Record excerpts |
┏━━

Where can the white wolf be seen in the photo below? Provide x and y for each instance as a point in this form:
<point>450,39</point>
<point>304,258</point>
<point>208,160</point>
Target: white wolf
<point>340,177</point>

┗━━

Reproduce all of the material above line for line, with no changes.

Where can the white wolf be seen in the photo below? Provide x and y for each instance as a point in this form:
<point>450,39</point>
<point>304,258</point>
<point>208,160</point>
Target: white wolf
<point>340,177</point>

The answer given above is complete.